Required work: Copy each of the rows below word for word, keeping every line unchanged.

Task material:
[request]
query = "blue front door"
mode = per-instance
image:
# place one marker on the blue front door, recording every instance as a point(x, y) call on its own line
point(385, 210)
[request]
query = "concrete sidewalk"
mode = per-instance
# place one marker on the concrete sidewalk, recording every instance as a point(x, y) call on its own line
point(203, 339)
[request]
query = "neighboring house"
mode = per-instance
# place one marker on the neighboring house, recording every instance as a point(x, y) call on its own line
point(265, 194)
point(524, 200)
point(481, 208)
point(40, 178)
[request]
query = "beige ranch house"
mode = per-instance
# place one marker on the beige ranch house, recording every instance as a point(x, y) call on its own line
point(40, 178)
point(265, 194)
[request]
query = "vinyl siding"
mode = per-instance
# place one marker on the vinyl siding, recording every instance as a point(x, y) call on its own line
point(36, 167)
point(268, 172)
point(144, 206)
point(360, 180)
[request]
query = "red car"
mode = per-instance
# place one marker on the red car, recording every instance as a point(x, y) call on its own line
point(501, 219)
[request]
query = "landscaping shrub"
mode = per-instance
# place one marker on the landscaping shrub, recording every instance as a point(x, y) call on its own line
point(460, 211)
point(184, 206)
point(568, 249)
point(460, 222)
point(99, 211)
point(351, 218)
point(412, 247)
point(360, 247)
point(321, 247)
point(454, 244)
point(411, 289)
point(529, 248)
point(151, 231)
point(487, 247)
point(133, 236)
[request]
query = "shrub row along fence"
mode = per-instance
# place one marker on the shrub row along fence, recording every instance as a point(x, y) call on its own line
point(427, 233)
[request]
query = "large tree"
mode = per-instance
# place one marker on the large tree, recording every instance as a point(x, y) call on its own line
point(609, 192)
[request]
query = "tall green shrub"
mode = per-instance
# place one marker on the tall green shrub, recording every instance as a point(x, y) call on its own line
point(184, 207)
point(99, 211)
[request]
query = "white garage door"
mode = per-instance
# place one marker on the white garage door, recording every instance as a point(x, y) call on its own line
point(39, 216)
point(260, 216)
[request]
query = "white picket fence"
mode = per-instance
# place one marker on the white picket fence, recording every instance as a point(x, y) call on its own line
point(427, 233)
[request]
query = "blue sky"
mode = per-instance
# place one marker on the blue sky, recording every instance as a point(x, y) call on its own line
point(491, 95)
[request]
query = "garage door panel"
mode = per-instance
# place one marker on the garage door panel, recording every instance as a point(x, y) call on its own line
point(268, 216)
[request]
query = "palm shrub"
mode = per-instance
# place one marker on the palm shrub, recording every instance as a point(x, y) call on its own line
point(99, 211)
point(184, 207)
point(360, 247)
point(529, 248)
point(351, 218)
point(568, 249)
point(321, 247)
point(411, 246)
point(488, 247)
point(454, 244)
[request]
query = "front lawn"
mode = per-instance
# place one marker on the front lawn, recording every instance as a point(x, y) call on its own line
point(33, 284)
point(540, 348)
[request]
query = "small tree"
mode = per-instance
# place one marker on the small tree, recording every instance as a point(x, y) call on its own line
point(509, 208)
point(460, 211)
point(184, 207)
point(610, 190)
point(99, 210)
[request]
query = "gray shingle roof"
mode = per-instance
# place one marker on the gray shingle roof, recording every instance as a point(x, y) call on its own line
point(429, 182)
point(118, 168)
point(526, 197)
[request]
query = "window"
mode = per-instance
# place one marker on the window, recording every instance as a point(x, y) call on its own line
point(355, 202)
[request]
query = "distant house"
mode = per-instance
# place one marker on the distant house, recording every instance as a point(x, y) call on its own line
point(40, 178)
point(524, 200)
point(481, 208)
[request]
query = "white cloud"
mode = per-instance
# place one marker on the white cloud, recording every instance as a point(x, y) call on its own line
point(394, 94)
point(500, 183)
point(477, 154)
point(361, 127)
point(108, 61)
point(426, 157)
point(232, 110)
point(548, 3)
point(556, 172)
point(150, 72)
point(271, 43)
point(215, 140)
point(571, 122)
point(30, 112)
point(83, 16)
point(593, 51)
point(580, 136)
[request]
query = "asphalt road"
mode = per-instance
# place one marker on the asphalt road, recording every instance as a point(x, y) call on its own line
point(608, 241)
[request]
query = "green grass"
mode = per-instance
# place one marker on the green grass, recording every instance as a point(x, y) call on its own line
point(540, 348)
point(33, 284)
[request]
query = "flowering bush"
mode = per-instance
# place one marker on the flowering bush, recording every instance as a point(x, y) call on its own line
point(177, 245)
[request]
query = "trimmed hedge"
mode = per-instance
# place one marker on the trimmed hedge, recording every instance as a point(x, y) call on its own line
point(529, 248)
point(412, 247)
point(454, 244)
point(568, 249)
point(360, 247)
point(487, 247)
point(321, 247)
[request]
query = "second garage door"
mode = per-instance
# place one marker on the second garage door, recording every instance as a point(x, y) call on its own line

Answer for the task:
[request]
query = "blue front door"
mode = per-instance
image:
# place one marker on the blue front door, recording every instance as a point(x, y) call on its own line
point(385, 210)
[request]
query = "concrete sidewalk"
mode = per-instance
# place one marker on the concrete sidewalk, recording every instance as a point(x, y) call on its own line
point(203, 339)
[request]
query = "neighboring house"
mode = per-instance
# place one marker on the neighboring house, recording every instance as a point(x, y) call on its own line
point(265, 194)
point(524, 200)
point(481, 208)
point(40, 178)
[request]
query = "beige ranch house"
mode = per-instance
# place one marker on the beige ranch house, recording every instance as a point(x, y) call on its own line
point(40, 178)
point(265, 194)
[request]
query = "vinyl siding"
mode = per-instance
# place one marker on the vinyl siding, recording every instance as a point(x, y) call on its own line
point(36, 167)
point(268, 172)
point(144, 206)
point(360, 180)
[request]
query = "red car"
mode = per-instance
# place one marker on the red car, recording every instance as a point(x, y) call on its own line
point(501, 219)
[request]
query = "landscaping shrub"
mode = per-instance
# place one marker on the landscaping shrub, recording every instance as a point(x, y) call on its own line
point(460, 211)
point(184, 206)
point(568, 249)
point(460, 222)
point(99, 211)
point(351, 218)
point(412, 247)
point(360, 247)
point(321, 247)
point(454, 244)
point(411, 289)
point(529, 248)
point(151, 231)
point(487, 247)
point(133, 236)
[request]
query = "shrub row along fence"
mode = per-instance
# place one marker on the shrub row along fence, recording every instance as a point(x, y) call on its own line
point(427, 233)
[request]
query = "large tree"
mode = per-instance
# place one marker on the large tree, recording every instance as a point(x, y) call on its own line
point(609, 192)
[request]
query = "tall green shrub"
mode = per-instance
# place one marker on the tall green shrub, recording every instance as a point(x, y) call on its own line
point(184, 207)
point(99, 211)
[request]
query = "white garage door"
mode = per-instance
# place one marker on the white garage door, recording every instance as a point(x, y) call on its own line
point(39, 216)
point(260, 216)
[request]
query = "white picket fence"
mode = per-instance
# place one marker on the white picket fence, recording every instance as a point(x, y) call on its own line
point(427, 233)
[request]
query = "blue sky"
mode = per-instance
# place one marker on the blue sky, recording every instance as a point(x, y) call on its own line
point(491, 95)
[request]
query = "garage door panel"
mode = per-instance
# place one marker on the garage door panel, recording every instance as a point(x, y) call on its own line
point(268, 216)
[request]
query = "palm shrub"
mode = per-instance
# place one marker on the palm shrub, recording every instance as a point(x, y) call on its own line
point(99, 211)
point(184, 207)
point(360, 247)
point(529, 248)
point(351, 218)
point(568, 249)
point(321, 247)
point(411, 246)
point(488, 247)
point(454, 244)
[request]
query = "front lawn"
mode = per-instance
# place one marker on the front lawn, recording every instance as a point(x, y) call on its own line
point(33, 284)
point(540, 348)
[request]
query = "small tree"
mode = per-instance
# place one marker on the small tree, recording every instance as a point(x, y) call on its own line
point(509, 208)
point(460, 211)
point(184, 207)
point(610, 190)
point(99, 210)
[request]
query = "gray shingle roof"
mode = per-instance
# place one marker on the gray shingle roof, recording every instance as a point(x, y) call on its own line
point(429, 182)
point(118, 168)
point(526, 197)
[request]
query = "window"
mode = per-instance
# place one marker on the window, recording every instance as a point(x, y) call on its own line
point(355, 202)
[request]
query = "distant house"
mode = per-instance
# place one marker on the distant house, recording every instance as a point(x, y) call on its own line
point(40, 178)
point(524, 200)
point(481, 208)
[request]
query = "white cloud"
mode = per-instance
# place one marker on the white cloud, recording every instance as a point(x, y) call on its own line
point(394, 94)
point(500, 183)
point(477, 154)
point(361, 127)
point(108, 61)
point(426, 157)
point(232, 110)
point(548, 3)
point(556, 172)
point(150, 72)
point(271, 43)
point(215, 140)
point(571, 122)
point(30, 112)
point(83, 16)
point(593, 51)
point(580, 136)
[request]
query = "asphalt road"
mode = per-instance
# place one marker on the asphalt road, recording every instance as a point(x, y) call on its own line
point(608, 241)
[request]
query = "green grass"
mode = per-instance
# place one marker on the green grass, recording every instance as a point(x, y) call on its own line
point(540, 348)
point(33, 284)
[request]
query = "flowering bush"
mode = per-instance
# place one marker on the flowering bush, recording every instance as a point(x, y) call on its own line
point(177, 245)
[request]
query = "trimmed hedge"
mode = per-instance
# place one marker on the trimmed hedge, recording every instance as a point(x, y) call on its own line
point(529, 248)
point(412, 247)
point(454, 244)
point(568, 249)
point(360, 247)
point(487, 247)
point(321, 247)
[request]
query = "second garage door"
mode = per-instance
# place one marker on the second garage door, recording every instance as a point(x, y) call on its own line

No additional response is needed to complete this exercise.